-- Start of Stored data --

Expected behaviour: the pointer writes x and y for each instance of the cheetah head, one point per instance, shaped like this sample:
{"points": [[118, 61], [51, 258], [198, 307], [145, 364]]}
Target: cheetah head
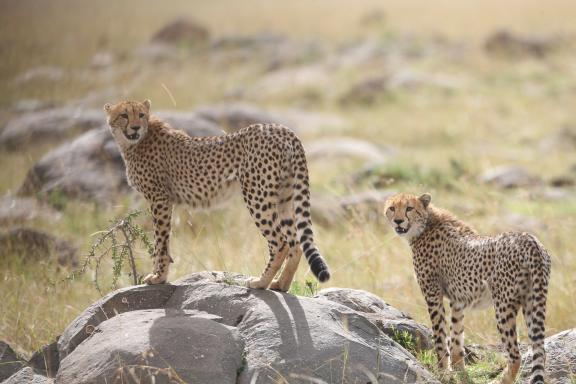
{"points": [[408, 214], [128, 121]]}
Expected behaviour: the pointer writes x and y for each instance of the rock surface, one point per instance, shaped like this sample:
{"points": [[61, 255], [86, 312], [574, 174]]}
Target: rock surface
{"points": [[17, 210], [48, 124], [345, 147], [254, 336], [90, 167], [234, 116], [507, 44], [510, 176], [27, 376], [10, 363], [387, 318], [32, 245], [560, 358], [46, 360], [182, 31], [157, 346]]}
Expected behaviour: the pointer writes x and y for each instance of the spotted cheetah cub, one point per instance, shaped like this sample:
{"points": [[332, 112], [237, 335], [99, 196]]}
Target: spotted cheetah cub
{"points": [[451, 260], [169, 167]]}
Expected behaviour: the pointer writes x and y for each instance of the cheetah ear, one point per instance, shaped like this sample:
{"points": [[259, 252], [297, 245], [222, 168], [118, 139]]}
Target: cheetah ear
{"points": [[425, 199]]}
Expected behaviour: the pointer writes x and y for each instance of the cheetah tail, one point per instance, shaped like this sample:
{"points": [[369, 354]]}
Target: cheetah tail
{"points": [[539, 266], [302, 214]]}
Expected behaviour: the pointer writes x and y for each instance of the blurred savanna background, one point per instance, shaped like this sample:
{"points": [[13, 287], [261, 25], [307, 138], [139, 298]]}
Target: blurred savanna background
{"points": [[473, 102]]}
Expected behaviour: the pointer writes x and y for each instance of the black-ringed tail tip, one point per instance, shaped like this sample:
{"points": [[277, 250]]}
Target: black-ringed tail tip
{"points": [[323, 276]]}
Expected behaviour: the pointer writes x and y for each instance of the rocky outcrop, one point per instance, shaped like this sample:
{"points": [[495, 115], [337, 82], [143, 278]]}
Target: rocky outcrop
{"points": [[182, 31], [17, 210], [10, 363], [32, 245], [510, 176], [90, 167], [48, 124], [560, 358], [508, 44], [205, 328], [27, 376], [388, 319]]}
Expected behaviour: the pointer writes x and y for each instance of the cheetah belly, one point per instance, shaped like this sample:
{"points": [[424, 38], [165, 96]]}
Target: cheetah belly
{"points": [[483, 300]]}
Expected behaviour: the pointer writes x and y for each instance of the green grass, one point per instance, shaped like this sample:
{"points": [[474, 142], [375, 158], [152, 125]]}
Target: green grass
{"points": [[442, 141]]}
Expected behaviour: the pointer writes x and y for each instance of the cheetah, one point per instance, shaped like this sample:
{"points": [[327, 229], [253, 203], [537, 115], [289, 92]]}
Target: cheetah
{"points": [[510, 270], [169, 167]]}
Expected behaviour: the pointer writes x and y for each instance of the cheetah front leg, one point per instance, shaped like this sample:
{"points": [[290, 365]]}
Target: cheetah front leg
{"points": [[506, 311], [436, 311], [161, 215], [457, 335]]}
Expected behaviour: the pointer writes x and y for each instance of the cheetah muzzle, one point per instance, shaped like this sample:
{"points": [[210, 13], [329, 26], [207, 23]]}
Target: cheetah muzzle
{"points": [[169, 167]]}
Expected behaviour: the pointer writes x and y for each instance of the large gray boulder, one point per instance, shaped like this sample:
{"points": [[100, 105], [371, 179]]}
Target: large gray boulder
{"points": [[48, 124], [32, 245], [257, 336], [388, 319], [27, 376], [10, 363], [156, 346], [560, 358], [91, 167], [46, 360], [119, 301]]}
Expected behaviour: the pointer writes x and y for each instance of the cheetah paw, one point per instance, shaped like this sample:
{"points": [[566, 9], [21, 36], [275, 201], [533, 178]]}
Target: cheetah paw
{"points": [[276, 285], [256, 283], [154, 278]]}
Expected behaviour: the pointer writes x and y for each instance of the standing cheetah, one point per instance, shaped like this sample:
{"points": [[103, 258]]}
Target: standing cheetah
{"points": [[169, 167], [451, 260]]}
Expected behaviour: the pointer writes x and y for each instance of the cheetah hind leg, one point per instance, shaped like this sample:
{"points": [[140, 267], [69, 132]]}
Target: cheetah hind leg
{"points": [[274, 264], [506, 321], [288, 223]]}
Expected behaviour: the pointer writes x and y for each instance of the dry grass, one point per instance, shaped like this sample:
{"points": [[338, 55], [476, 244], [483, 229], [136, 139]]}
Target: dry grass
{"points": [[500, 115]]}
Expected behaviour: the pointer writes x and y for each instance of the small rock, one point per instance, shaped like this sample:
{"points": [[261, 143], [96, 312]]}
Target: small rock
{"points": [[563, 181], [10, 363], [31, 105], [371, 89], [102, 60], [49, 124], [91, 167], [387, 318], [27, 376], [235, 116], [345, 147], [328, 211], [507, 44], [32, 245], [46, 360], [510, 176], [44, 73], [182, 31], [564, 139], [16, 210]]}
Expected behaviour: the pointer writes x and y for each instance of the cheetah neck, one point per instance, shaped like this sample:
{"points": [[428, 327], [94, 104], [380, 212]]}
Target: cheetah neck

-- End of Stored data --

Brief -
Begin at the row that has "of the small" and stop after the last row. Rewrite every row in that range, requests included, and multiply only the point coordinates in the answers by 2.6, rounding to whole numbers with halves going up. Leave the sample coordinates in the requests unchanged.

Exercise result -
Expected behaviour: the pointer writes x and y for each instance of the small rock, one point per instance, shaped like this sample:
{"points": [[261, 143], [96, 312]]}
Target: small rock
{"points": [[1464, 471], [26, 944], [81, 273], [965, 231], [265, 156], [127, 322], [237, 434], [1006, 827], [70, 978], [611, 302], [897, 382], [853, 549], [1318, 114], [83, 637], [120, 936], [1326, 458], [114, 190], [473, 81], [1466, 361], [42, 546]]}
Expected behaviour: the pointer writes x and y for each instance of the cheetah neck, one point per instance, shaped like this sample:
{"points": [[428, 327], [94, 104], [380, 212]]}
Target: cheetah neck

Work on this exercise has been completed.